- **About this task**: Which lines run from the one containing "puppy's neck in the photo above." to the end of the material below? Retype exactly those, both ends included, and nothing else.

- **Data supplied**:
○ ○ ○
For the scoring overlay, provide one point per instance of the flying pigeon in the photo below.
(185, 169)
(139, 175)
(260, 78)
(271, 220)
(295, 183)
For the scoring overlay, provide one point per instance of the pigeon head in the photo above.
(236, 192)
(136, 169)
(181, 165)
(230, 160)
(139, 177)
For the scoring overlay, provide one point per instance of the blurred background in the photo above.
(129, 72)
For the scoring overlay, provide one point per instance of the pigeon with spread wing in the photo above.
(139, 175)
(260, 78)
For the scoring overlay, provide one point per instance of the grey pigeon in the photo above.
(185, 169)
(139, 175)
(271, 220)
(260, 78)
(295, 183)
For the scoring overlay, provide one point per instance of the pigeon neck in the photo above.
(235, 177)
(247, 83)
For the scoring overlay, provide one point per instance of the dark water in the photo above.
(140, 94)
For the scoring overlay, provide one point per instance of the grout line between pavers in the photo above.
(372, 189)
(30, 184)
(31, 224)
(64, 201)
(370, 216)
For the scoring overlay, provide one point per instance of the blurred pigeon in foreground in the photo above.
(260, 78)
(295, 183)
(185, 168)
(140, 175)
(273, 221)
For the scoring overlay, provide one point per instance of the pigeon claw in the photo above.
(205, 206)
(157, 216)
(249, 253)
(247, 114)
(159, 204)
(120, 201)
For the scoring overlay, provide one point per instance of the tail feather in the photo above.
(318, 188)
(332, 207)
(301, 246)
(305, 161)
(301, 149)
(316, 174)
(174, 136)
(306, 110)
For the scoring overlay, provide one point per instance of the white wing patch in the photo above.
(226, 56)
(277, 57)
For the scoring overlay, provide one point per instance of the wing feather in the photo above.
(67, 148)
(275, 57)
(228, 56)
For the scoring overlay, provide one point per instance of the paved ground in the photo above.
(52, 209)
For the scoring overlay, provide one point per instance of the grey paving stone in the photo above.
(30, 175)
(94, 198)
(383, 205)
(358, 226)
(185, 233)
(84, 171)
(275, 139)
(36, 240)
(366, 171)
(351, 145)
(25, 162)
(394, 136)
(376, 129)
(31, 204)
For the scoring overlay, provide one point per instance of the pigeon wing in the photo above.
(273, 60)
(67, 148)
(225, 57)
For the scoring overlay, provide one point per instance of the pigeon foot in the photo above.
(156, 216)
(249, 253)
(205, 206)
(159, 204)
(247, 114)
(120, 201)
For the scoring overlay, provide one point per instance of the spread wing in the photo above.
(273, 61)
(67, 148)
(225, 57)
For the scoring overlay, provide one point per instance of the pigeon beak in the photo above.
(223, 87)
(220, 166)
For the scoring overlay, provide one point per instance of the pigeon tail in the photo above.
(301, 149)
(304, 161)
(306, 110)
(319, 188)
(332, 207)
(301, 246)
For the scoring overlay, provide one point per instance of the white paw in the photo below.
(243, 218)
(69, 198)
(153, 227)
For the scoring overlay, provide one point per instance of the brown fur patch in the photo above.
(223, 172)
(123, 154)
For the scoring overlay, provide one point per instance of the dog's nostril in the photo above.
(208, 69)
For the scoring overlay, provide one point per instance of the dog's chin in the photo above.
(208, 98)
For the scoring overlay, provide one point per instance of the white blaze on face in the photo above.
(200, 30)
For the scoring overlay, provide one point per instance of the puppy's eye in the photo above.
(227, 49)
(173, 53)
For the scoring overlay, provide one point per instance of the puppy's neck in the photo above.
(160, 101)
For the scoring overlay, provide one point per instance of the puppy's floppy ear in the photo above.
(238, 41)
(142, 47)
○ ○ ○
- **Answer space**:
For the scoring overlay, provide one point per instance of the puppy's neck in the photo above.
(160, 101)
For the scoring overlay, provide one point per instance of the puppy's floppy ear in the photo above.
(238, 41)
(142, 47)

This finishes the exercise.